* Begin Source excerpt *

One evening I was talking to my 3 year old daughter on the phone when she asked,
"Daddy where are you?"
At first, I didn't quite understand what she meant. She knew I was at my flat, after all she'd dialled the number from her mum's house all by herself - and mighty proud I was too. Then I reasoned that she was not sure exactly where I was IN my home.
"Well, I'm laying down in the lounge room darling - you know, the place where we watch videos." Satisfied by my concise description I waited for her flash of understanding.
"Daddy, you sound like you're INSIDE the phone!"
Ahhhh. It hit me - it was time for THAT talk, the difficult one where you're nervous and don't know quite how far to go with the detail. No, not the one about sex - that's easy. I'm talking about the one where you have to explain the workings electromagnetic devices in the household. But how do you explain electromagnetic field theory to a 3 year old. Think, think, think, pause, big breath.
"Well darling what actually happens is . . ." Pause again to collect thoughts.
"When you talk into the thing your holding in your hand, your voice travels down the wire coming out the bottom and goes to the dialling bit, then follows the wire down through the floor and outside. Now, do you know the big poles on the side on the road with the wires hanging on them?"
"Yes."

* End Source excerpt *
* Begin Records supplied *

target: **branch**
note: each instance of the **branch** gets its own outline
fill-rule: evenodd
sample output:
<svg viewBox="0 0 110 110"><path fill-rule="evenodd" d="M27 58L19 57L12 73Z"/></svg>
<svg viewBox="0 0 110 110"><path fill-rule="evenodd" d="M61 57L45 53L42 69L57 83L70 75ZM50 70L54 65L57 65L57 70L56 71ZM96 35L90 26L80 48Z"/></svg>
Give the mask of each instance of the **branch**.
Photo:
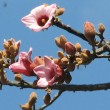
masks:
<svg viewBox="0 0 110 110"><path fill-rule="evenodd" d="M43 105L41 108L39 108L38 110L44 110L45 108L47 108L48 106L50 106L56 99L58 99L60 97L60 95L63 93L63 91L59 91L54 98L51 100L51 102L48 105Z"/></svg>
<svg viewBox="0 0 110 110"><path fill-rule="evenodd" d="M9 85L9 86L16 86L21 88L32 88L32 89L45 89L42 87L35 87L33 84L30 83L30 85L24 84L21 85L19 82L12 82L9 81L7 84L3 85ZM62 84L58 85L55 84L53 86L50 86L49 88L53 90L61 90L61 91L97 91L97 90L108 90L110 89L110 82L109 83L102 83L102 84L82 84L82 85L76 85L76 84Z"/></svg>
<svg viewBox="0 0 110 110"><path fill-rule="evenodd" d="M62 28L64 30L66 30L69 33L72 33L72 34L78 36L79 38L81 38L81 39L83 39L83 40L85 40L85 41L88 42L88 40L85 38L84 34L78 32L77 30L75 30L73 28L71 28L69 25L65 25L61 21L55 21L54 22L54 25L57 26L57 27L59 27L59 28Z"/></svg>

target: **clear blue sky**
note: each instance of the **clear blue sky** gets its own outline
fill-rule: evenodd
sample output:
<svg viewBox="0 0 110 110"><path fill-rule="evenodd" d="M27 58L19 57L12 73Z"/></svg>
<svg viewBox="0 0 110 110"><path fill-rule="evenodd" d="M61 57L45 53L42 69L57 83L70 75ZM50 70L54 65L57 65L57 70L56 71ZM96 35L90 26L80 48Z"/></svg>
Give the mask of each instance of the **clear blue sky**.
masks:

* End Records supplied *

Written problem
Update the phone-call story, starting with "At first, I" and going on through "IN my home.", so that "flat" becomes "apartment". You won't need the lines to do this.

Full output
At first, I didn't quite understand what she meant. She knew I was at my apartment, after all she'd dialled the number from her mum's house all by herself - and mighty proud I was too. Then I reasoned that she was not sure exactly where I was IN my home.